◆ PROBLEM STATEMENT
Find the word "plate" in the records below. List each line containing it.
= Beginning of Section =
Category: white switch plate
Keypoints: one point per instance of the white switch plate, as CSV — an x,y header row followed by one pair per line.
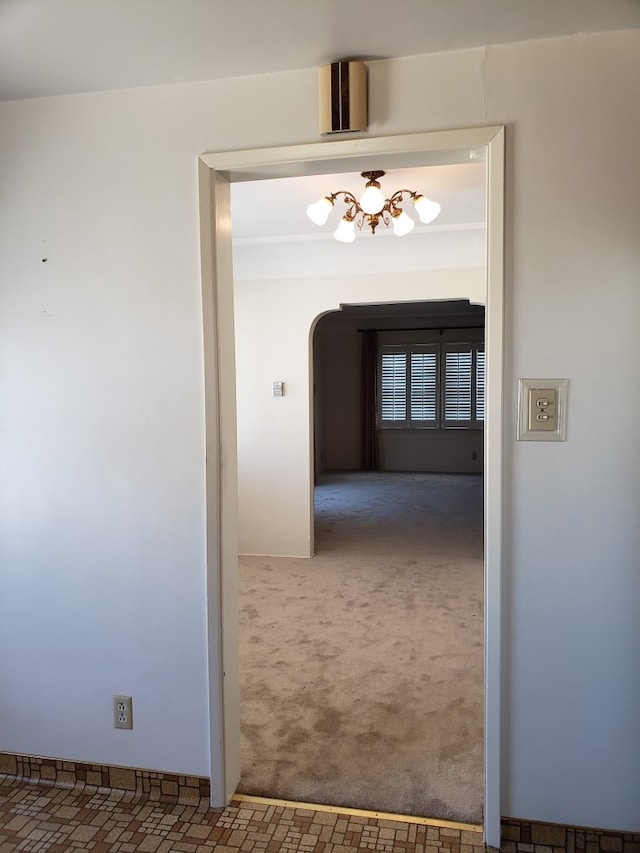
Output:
x,y
542,409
= End of Section =
◆ YOUR RESPONSE
Category: white switch plate
Keypoints: one point per instance of the white switch plate, as CSV — an x,y header row followed by one pair per line.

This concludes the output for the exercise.